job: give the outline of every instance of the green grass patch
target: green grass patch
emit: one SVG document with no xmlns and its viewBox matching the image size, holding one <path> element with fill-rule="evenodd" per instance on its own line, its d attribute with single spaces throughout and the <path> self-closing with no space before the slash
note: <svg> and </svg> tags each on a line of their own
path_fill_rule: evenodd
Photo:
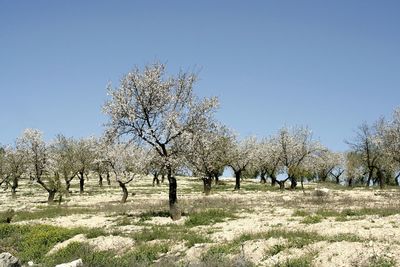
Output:
<svg viewBox="0 0 400 267">
<path fill-rule="evenodd" d="M 139 214 L 139 222 L 145 222 L 151 220 L 153 217 L 166 217 L 169 218 L 171 215 L 167 210 L 161 211 L 147 211 Z"/>
<path fill-rule="evenodd" d="M 286 244 L 276 244 L 273 245 L 270 249 L 265 251 L 265 256 L 270 257 L 278 254 L 281 251 L 284 251 L 287 248 Z"/>
<path fill-rule="evenodd" d="M 368 267 L 394 267 L 396 261 L 385 256 L 372 256 L 369 258 Z"/>
<path fill-rule="evenodd" d="M 141 244 L 132 251 L 123 256 L 116 257 L 111 251 L 95 251 L 86 243 L 74 242 L 62 250 L 47 256 L 44 260 L 44 266 L 55 266 L 64 262 L 71 262 L 76 259 L 82 259 L 85 266 L 88 267 L 130 267 L 130 266 L 148 266 L 159 255 L 168 252 L 167 244 Z"/>
<path fill-rule="evenodd" d="M 64 206 L 49 206 L 35 211 L 17 211 L 12 219 L 13 222 L 28 221 L 46 218 L 55 218 L 59 216 L 68 216 L 73 214 L 88 214 L 95 213 L 93 209 L 89 208 L 70 208 Z M 7 212 L 1 212 L 2 218 Z"/>
<path fill-rule="evenodd" d="M 306 255 L 299 258 L 288 259 L 283 263 L 278 263 L 276 267 L 309 267 L 311 266 L 312 256 Z"/>
<path fill-rule="evenodd" d="M 0 250 L 16 255 L 22 262 L 30 260 L 38 262 L 54 245 L 77 234 L 94 238 L 106 233 L 102 229 L 67 229 L 41 224 L 0 224 Z"/>
<path fill-rule="evenodd" d="M 314 224 L 314 223 L 320 223 L 322 222 L 322 217 L 321 215 L 308 215 L 304 217 L 304 219 L 301 221 L 301 223 L 304 224 Z"/>
<path fill-rule="evenodd" d="M 292 214 L 292 216 L 294 216 L 294 217 L 305 217 L 308 215 L 311 215 L 311 213 L 306 210 L 295 210 Z"/>
<path fill-rule="evenodd" d="M 144 228 L 140 232 L 133 233 L 130 237 L 137 242 L 152 240 L 185 241 L 188 247 L 192 247 L 194 244 L 211 242 L 205 234 L 194 232 L 184 225 L 177 224 L 155 225 Z"/>
<path fill-rule="evenodd" d="M 269 239 L 269 238 L 283 238 L 286 240 L 284 244 L 272 247 L 266 251 L 266 256 L 271 256 L 289 248 L 303 248 L 307 245 L 319 242 L 364 242 L 365 240 L 353 234 L 340 234 L 336 236 L 322 236 L 315 232 L 306 231 L 285 231 L 281 229 L 271 230 L 268 232 L 242 234 L 238 238 L 224 243 L 212 246 L 207 252 L 203 254 L 203 258 L 221 258 L 228 254 L 238 254 L 241 245 L 248 240 Z M 286 266 L 286 265 L 284 265 Z M 297 266 L 297 265 L 295 265 Z M 302 265 L 299 265 L 302 266 Z M 307 266 L 307 265 L 306 265 Z"/>
<path fill-rule="evenodd" d="M 225 219 L 237 218 L 231 211 L 223 209 L 208 209 L 199 211 L 189 215 L 189 218 L 185 221 L 185 225 L 188 227 L 194 227 L 199 225 L 210 225 L 225 221 Z"/>
<path fill-rule="evenodd" d="M 335 217 L 338 222 L 356 220 L 364 216 L 379 216 L 387 217 L 400 214 L 400 208 L 397 207 L 382 207 L 382 208 L 362 208 L 362 209 L 344 209 L 342 211 L 319 209 L 315 212 L 306 210 L 296 210 L 292 216 L 306 217 L 303 223 L 316 223 L 318 218 Z M 316 221 L 316 222 L 315 222 Z"/>
</svg>

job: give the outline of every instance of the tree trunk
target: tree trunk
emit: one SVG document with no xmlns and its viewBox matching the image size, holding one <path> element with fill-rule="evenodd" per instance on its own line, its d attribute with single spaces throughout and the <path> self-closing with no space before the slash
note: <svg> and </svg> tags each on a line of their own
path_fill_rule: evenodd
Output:
<svg viewBox="0 0 400 267">
<path fill-rule="evenodd" d="M 79 194 L 83 194 L 85 186 L 85 178 L 83 174 L 79 177 Z"/>
<path fill-rule="evenodd" d="M 17 188 L 16 187 L 11 187 L 11 196 L 12 196 L 12 198 L 15 198 L 17 196 Z"/>
<path fill-rule="evenodd" d="M 203 178 L 204 194 L 206 196 L 210 195 L 210 193 L 211 193 L 211 181 L 212 181 L 211 176 Z"/>
<path fill-rule="evenodd" d="M 339 177 L 340 177 L 340 176 L 335 176 L 336 184 L 340 184 L 340 179 L 339 179 Z"/>
<path fill-rule="evenodd" d="M 218 185 L 219 184 L 219 175 L 214 174 L 214 179 L 215 179 L 215 185 Z"/>
<path fill-rule="evenodd" d="M 348 182 L 349 187 L 353 186 L 353 178 L 349 178 L 349 182 Z"/>
<path fill-rule="evenodd" d="M 160 179 L 158 179 L 158 174 L 154 174 L 153 177 L 153 186 L 155 186 L 157 184 L 157 186 L 160 185 Z"/>
<path fill-rule="evenodd" d="M 235 171 L 235 189 L 234 190 L 240 190 L 240 177 L 242 176 L 242 171 Z"/>
<path fill-rule="evenodd" d="M 110 173 L 109 172 L 107 172 L 106 179 L 107 179 L 107 185 L 111 185 L 111 179 L 110 179 Z"/>
<path fill-rule="evenodd" d="M 163 174 L 161 174 L 161 183 L 162 184 L 164 183 L 164 180 L 165 180 L 165 174 L 163 173 Z"/>
<path fill-rule="evenodd" d="M 279 184 L 279 189 L 280 189 L 280 190 L 284 190 L 284 189 L 285 189 L 285 182 L 286 182 L 286 180 L 283 180 L 283 181 L 275 180 L 275 182 Z"/>
<path fill-rule="evenodd" d="M 383 189 L 385 187 L 385 176 L 383 175 L 381 170 L 378 170 L 376 175 L 377 175 L 377 180 L 379 182 L 379 186 L 381 189 Z"/>
<path fill-rule="evenodd" d="M 290 177 L 290 189 L 296 189 L 297 180 L 295 177 Z"/>
<path fill-rule="evenodd" d="M 271 175 L 271 186 L 275 186 L 276 185 L 276 177 L 275 175 Z"/>
<path fill-rule="evenodd" d="M 54 197 L 56 196 L 57 190 L 48 191 L 49 197 L 47 198 L 47 203 L 51 204 L 54 202 Z"/>
<path fill-rule="evenodd" d="M 72 181 L 72 179 L 65 179 L 65 191 L 66 191 L 67 196 L 69 196 L 69 194 L 70 194 L 69 189 L 71 188 L 71 181 Z"/>
<path fill-rule="evenodd" d="M 260 174 L 260 183 L 262 184 L 267 183 L 267 179 L 265 179 L 265 173 Z"/>
<path fill-rule="evenodd" d="M 118 184 L 119 184 L 119 186 L 120 186 L 121 189 L 122 189 L 122 199 L 121 199 L 121 203 L 126 203 L 126 200 L 127 200 L 127 198 L 128 198 L 128 189 L 126 188 L 126 185 L 125 185 L 123 182 L 118 181 Z"/>
<path fill-rule="evenodd" d="M 103 176 L 99 173 L 99 186 L 103 187 Z"/>
<path fill-rule="evenodd" d="M 17 195 L 17 188 L 18 188 L 18 178 L 14 177 L 13 183 L 11 185 L 11 194 L 13 198 L 16 197 Z"/>
<path fill-rule="evenodd" d="M 178 206 L 178 197 L 176 194 L 177 183 L 176 178 L 171 174 L 168 174 L 168 182 L 169 182 L 169 212 L 171 214 L 172 220 L 179 220 L 182 216 L 181 210 Z"/>
<path fill-rule="evenodd" d="M 372 168 L 369 169 L 368 172 L 368 180 L 367 180 L 367 187 L 369 187 L 369 185 L 371 184 L 371 179 L 372 179 L 372 175 L 373 175 L 374 170 Z"/>
</svg>

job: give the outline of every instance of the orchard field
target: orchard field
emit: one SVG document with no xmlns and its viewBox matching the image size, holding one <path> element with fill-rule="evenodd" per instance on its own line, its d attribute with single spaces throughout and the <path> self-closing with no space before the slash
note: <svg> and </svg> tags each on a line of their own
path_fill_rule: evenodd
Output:
<svg viewBox="0 0 400 267">
<path fill-rule="evenodd" d="M 182 217 L 172 220 L 168 183 L 150 176 L 121 189 L 89 175 L 79 193 L 47 203 L 34 181 L 16 196 L 0 191 L 0 253 L 55 266 L 397 266 L 400 190 L 333 183 L 280 190 L 257 179 L 220 179 L 210 195 L 195 177 L 177 177 Z M 317 190 L 316 190 L 317 189 Z M 7 221 L 9 223 L 7 223 Z"/>
</svg>

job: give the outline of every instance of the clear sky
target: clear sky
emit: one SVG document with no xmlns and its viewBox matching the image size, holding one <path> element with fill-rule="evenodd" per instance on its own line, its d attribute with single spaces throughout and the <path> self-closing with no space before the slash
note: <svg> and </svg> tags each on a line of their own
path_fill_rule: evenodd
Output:
<svg viewBox="0 0 400 267">
<path fill-rule="evenodd" d="M 0 0 L 0 143 L 98 135 L 106 85 L 156 60 L 200 70 L 241 135 L 308 125 L 334 150 L 400 100 L 400 1 Z"/>
</svg>

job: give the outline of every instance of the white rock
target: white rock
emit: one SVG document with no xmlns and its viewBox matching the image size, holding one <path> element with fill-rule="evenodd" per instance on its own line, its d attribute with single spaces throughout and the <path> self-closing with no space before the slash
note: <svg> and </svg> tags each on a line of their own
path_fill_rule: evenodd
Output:
<svg viewBox="0 0 400 267">
<path fill-rule="evenodd" d="M 63 263 L 63 264 L 56 265 L 56 267 L 82 267 L 82 266 L 83 266 L 83 262 L 81 259 L 71 261 L 69 263 Z"/>
<path fill-rule="evenodd" d="M 19 259 L 8 252 L 0 254 L 0 267 L 20 267 Z"/>
</svg>

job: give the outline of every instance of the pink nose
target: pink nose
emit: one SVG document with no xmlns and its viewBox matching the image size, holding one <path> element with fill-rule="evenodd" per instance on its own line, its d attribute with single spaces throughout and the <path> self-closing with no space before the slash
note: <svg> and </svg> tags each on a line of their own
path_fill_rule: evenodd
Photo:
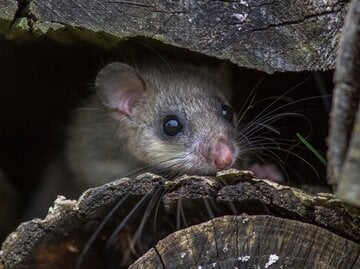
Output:
<svg viewBox="0 0 360 269">
<path fill-rule="evenodd" d="M 233 160 L 233 150 L 231 147 L 223 141 L 218 141 L 215 146 L 214 163 L 218 169 L 224 169 L 229 167 Z"/>
</svg>

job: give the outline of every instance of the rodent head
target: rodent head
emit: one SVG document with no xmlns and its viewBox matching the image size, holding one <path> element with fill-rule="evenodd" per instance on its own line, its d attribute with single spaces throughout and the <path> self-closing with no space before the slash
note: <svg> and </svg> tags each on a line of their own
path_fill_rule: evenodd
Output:
<svg viewBox="0 0 360 269">
<path fill-rule="evenodd" d="M 224 79 L 194 65 L 135 70 L 115 62 L 100 71 L 96 88 L 137 159 L 168 172 L 212 174 L 231 167 L 239 151 Z"/>
</svg>

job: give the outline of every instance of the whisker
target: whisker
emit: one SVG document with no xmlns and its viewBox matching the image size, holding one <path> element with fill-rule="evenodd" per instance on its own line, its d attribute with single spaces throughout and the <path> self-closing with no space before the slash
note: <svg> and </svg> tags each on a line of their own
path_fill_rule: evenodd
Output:
<svg viewBox="0 0 360 269">
<path fill-rule="evenodd" d="M 312 77 L 312 75 L 308 76 L 306 79 L 302 80 L 301 82 L 299 82 L 298 84 L 296 84 L 295 86 L 293 86 L 292 88 L 290 88 L 288 91 L 286 91 L 285 93 L 283 93 L 282 95 L 280 95 L 278 98 L 276 98 L 274 101 L 272 101 L 269 105 L 267 105 L 256 117 L 261 117 L 265 112 L 267 112 L 267 110 L 269 108 L 271 108 L 278 100 L 280 100 L 280 98 L 286 96 L 287 94 L 289 94 L 291 91 L 295 90 L 296 88 L 298 88 L 299 86 L 301 86 L 302 84 L 304 84 L 306 81 L 308 81 L 310 78 Z M 278 111 L 279 109 L 282 109 L 284 107 L 289 106 L 289 104 L 285 104 L 282 105 L 280 107 L 277 107 L 273 112 Z M 267 112 L 268 113 L 268 112 Z M 254 120 L 255 120 L 254 119 Z"/>
<path fill-rule="evenodd" d="M 182 200 L 181 198 L 177 201 L 177 207 L 176 207 L 176 230 L 181 229 L 181 218 L 180 218 L 180 208 L 182 207 Z"/>
<path fill-rule="evenodd" d="M 256 83 L 255 87 L 251 90 L 250 94 L 247 96 L 245 103 L 243 104 L 240 111 L 237 113 L 238 115 L 241 114 L 241 117 L 238 118 L 238 120 L 235 123 L 235 126 L 237 126 L 239 124 L 239 122 L 241 122 L 243 120 L 243 118 L 245 117 L 246 111 L 253 105 L 255 98 L 256 98 L 257 89 L 260 86 L 260 84 L 264 81 L 264 79 L 265 79 L 265 77 L 263 76 Z M 249 104 L 248 104 L 248 102 L 249 102 Z"/>
<path fill-rule="evenodd" d="M 182 183 L 181 185 L 183 186 L 184 183 Z M 181 186 L 181 187 L 182 187 Z M 181 222 L 184 224 L 184 227 L 188 227 L 188 223 L 185 217 L 185 212 L 184 212 L 184 208 L 182 206 L 182 198 L 181 196 L 178 199 L 177 202 L 177 207 L 176 207 L 176 230 L 180 230 L 181 229 Z"/>
<path fill-rule="evenodd" d="M 82 126 L 82 129 L 86 130 L 88 128 L 104 127 L 104 126 L 112 126 L 112 124 L 111 123 L 89 124 L 89 125 Z"/>
<path fill-rule="evenodd" d="M 152 213 L 152 210 L 154 209 L 155 204 L 157 204 L 159 198 L 161 197 L 161 196 L 159 197 L 159 193 L 161 193 L 162 189 L 163 188 L 161 186 L 159 186 L 156 189 L 154 195 L 151 197 L 151 200 L 145 209 L 144 216 L 141 219 L 140 225 L 138 226 L 135 234 L 133 235 L 132 239 L 129 242 L 129 246 L 135 246 L 136 242 L 138 241 L 139 237 L 141 236 L 141 233 L 146 225 L 146 222 L 148 221 L 148 219 Z M 134 247 L 126 250 L 126 253 L 123 255 L 123 265 L 125 265 L 126 262 L 129 260 L 129 256 L 130 256 L 131 252 L 134 252 Z"/>
<path fill-rule="evenodd" d="M 221 212 L 220 208 L 216 205 L 216 203 L 214 202 L 214 199 L 209 199 L 210 204 L 212 205 L 212 207 L 216 210 L 216 212 Z"/>
<path fill-rule="evenodd" d="M 139 238 L 139 236 L 141 235 L 141 232 L 142 232 L 143 229 L 144 229 L 144 226 L 145 226 L 145 224 L 146 224 L 146 221 L 149 219 L 149 217 L 150 217 L 150 215 L 151 215 L 151 213 L 152 213 L 152 210 L 153 210 L 153 208 L 154 208 L 154 205 L 155 205 L 156 202 L 158 201 L 157 198 L 158 198 L 159 193 L 161 193 L 161 190 L 162 190 L 162 189 L 163 189 L 163 188 L 162 188 L 161 186 L 158 187 L 158 188 L 156 189 L 154 195 L 151 197 L 151 200 L 150 200 L 148 206 L 147 206 L 146 209 L 145 209 L 145 214 L 144 214 L 143 218 L 141 219 L 141 223 L 140 223 L 140 225 L 139 225 L 139 227 L 138 227 L 135 235 L 133 236 L 132 241 L 135 242 L 135 241 Z"/>
<path fill-rule="evenodd" d="M 121 175 L 119 178 L 124 178 L 124 177 L 135 177 L 137 175 L 139 175 L 140 173 L 151 173 L 151 171 L 153 170 L 153 167 L 151 165 L 143 165 L 137 169 L 131 170 L 130 172 Z"/>
<path fill-rule="evenodd" d="M 313 96 L 313 97 L 308 97 L 308 98 L 302 98 L 302 99 L 299 99 L 299 100 L 295 100 L 295 101 L 292 101 L 290 103 L 287 103 L 287 104 L 284 104 L 284 105 L 281 105 L 281 106 L 277 106 L 275 107 L 273 110 L 270 110 L 268 111 L 267 113 L 263 114 L 263 112 L 265 110 L 267 110 L 268 108 L 270 108 L 276 101 L 272 102 L 269 106 L 267 106 L 264 110 L 261 111 L 261 113 L 259 113 L 254 119 L 252 119 L 251 121 L 249 121 L 249 124 L 251 124 L 251 122 L 261 122 L 263 121 L 264 119 L 267 119 L 267 117 L 272 117 L 271 113 L 275 113 L 281 109 L 284 109 L 284 108 L 287 108 L 291 105 L 294 105 L 294 104 L 297 104 L 297 103 L 301 103 L 301 102 L 304 102 L 304 101 L 310 101 L 310 100 L 314 100 L 314 99 L 318 99 L 318 98 L 321 98 L 322 96 Z M 296 116 L 296 117 L 302 117 L 302 118 L 305 118 L 305 116 L 303 116 L 302 114 L 300 113 L 297 113 L 297 112 L 286 112 L 286 113 L 280 113 L 280 114 L 274 114 L 274 115 L 283 115 L 283 116 Z M 246 126 L 246 125 L 245 125 Z M 243 127 L 244 128 L 244 127 Z"/>
<path fill-rule="evenodd" d="M 109 219 L 114 215 L 114 213 L 119 209 L 119 207 L 126 201 L 127 198 L 129 198 L 130 194 L 126 194 L 117 204 L 110 210 L 110 212 L 106 215 L 105 219 L 101 221 L 100 225 L 96 228 L 95 232 L 92 234 L 92 236 L 89 238 L 89 240 L 86 242 L 84 248 L 82 249 L 79 258 L 76 262 L 76 269 L 79 269 L 86 254 L 88 253 L 90 247 L 94 243 L 96 237 L 99 235 L 101 230 L 104 228 L 104 226 L 108 223 Z"/>
<path fill-rule="evenodd" d="M 169 69 L 170 73 L 172 74 L 173 77 L 175 77 L 175 73 L 173 68 L 171 67 L 171 65 L 169 64 L 169 62 L 154 48 L 152 48 L 151 46 L 149 46 L 148 44 L 145 44 L 139 40 L 134 40 L 134 42 L 148 48 L 149 50 L 151 50 L 157 57 L 159 57 L 159 59 L 166 65 L 166 67 Z"/>
<path fill-rule="evenodd" d="M 157 200 L 156 203 L 156 207 L 155 207 L 155 212 L 154 212 L 154 225 L 153 225 L 153 231 L 154 231 L 154 241 L 157 242 L 159 240 L 158 236 L 157 236 L 157 219 L 158 219 L 158 214 L 159 214 L 159 209 L 160 209 L 160 204 L 161 204 L 161 198 L 164 197 L 164 195 L 168 193 L 167 190 L 165 190 L 164 188 L 162 189 L 162 192 L 160 194 L 160 198 Z"/>
<path fill-rule="evenodd" d="M 209 198 L 203 198 L 203 202 L 205 204 L 205 208 L 206 208 L 206 211 L 209 215 L 209 218 L 210 219 L 213 219 L 215 218 L 215 214 L 214 214 L 214 211 L 211 209 L 210 205 L 209 205 L 209 201 L 208 201 Z"/>
<path fill-rule="evenodd" d="M 112 244 L 116 240 L 117 235 L 121 231 L 121 229 L 128 223 L 129 219 L 133 216 L 133 214 L 136 212 L 136 210 L 143 204 L 143 202 L 149 197 L 151 193 L 148 192 L 140 199 L 140 201 L 130 210 L 130 212 L 126 215 L 126 217 L 120 222 L 120 224 L 116 227 L 114 232 L 109 237 L 108 241 L 105 245 L 105 252 L 108 252 L 110 248 L 112 247 Z"/>
<path fill-rule="evenodd" d="M 276 131 L 272 126 L 270 126 L 270 124 L 272 124 L 273 122 L 275 122 L 281 118 L 288 117 L 288 116 L 303 118 L 303 119 L 307 120 L 308 123 L 310 123 L 310 121 L 301 114 L 287 112 L 287 113 L 269 115 L 266 118 L 264 117 L 264 118 L 261 118 L 258 120 L 253 120 L 253 121 L 249 122 L 247 125 L 245 125 L 241 129 L 241 132 L 243 132 L 244 135 L 246 135 L 246 136 L 251 136 L 254 133 L 256 133 L 258 130 L 261 130 L 263 127 L 263 128 L 267 128 L 267 129 L 275 132 L 276 134 L 279 134 L 278 131 Z"/>
<path fill-rule="evenodd" d="M 180 198 L 180 199 L 181 199 L 181 198 Z M 181 215 L 181 219 L 182 219 L 182 221 L 183 221 L 183 223 L 184 223 L 184 227 L 185 227 L 185 228 L 188 227 L 189 225 L 188 225 L 188 222 L 187 222 L 187 220 L 186 220 L 184 208 L 182 207 L 182 205 L 181 205 L 181 207 L 180 207 L 180 215 Z"/>
<path fill-rule="evenodd" d="M 227 204 L 229 205 L 230 210 L 233 213 L 233 215 L 236 215 L 236 216 L 239 215 L 239 211 L 236 209 L 233 201 L 227 201 Z"/>
<path fill-rule="evenodd" d="M 76 112 L 82 112 L 82 111 L 100 111 L 100 112 L 108 113 L 108 111 L 98 108 L 98 107 L 79 107 L 79 108 L 76 108 L 76 109 L 70 111 L 70 113 L 76 113 Z"/>
<path fill-rule="evenodd" d="M 253 150 L 256 150 L 256 149 L 261 149 L 261 150 L 263 150 L 263 151 L 268 151 L 269 153 L 273 153 L 273 152 L 271 151 L 271 149 L 279 150 L 279 151 L 288 153 L 289 155 L 292 155 L 292 156 L 298 158 L 299 160 L 301 160 L 302 162 L 304 162 L 306 165 L 308 165 L 308 167 L 310 167 L 310 168 L 312 169 L 312 171 L 316 174 L 316 176 L 317 176 L 318 178 L 320 178 L 320 175 L 319 175 L 319 173 L 317 172 L 317 170 L 315 169 L 315 167 L 314 167 L 311 163 L 309 163 L 308 161 L 306 161 L 303 157 L 301 157 L 301 156 L 300 156 L 299 154 L 297 154 L 297 153 L 294 153 L 294 152 L 292 152 L 292 151 L 290 151 L 290 150 L 285 150 L 285 149 L 281 149 L 281 148 L 274 148 L 274 147 L 269 147 L 269 146 L 267 146 L 266 148 L 263 148 L 263 147 L 253 148 Z M 248 151 L 248 153 L 250 153 L 250 151 Z"/>
</svg>

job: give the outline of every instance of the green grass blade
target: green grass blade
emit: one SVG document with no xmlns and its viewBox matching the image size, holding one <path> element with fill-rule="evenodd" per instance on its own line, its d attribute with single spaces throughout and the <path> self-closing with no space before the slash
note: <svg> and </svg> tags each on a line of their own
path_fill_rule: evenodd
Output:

● **Required work**: Which lines of the records above contain the word "give"? Report each one.

● **Written solution**:
job: give the outline of every instance of the green grass patch
job: give the outline of every instance of the tree trunk
job: give the outline of every instance of the orchard field
job: give the outline of every instance of the clear sky
job: give the outline of every instance of the white rock
job: give the outline of every instance of the pink nose
job: give the outline of every instance of the rodent head
job: give the outline of every instance of the whisker
job: give the outline of every instance of the green grass blade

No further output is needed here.